▶ _Instructions for the task_
Print the listing once more, exactly as it stands.

[Start of section]

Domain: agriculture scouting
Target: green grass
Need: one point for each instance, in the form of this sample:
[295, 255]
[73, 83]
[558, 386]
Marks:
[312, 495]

[End of section]

▶ _Exercise output_
Domain: agriculture scouting
Target: green grass
Need: one point for each instance, in the form of this sample:
[295, 255]
[73, 83]
[558, 386]
Marks:
[312, 495]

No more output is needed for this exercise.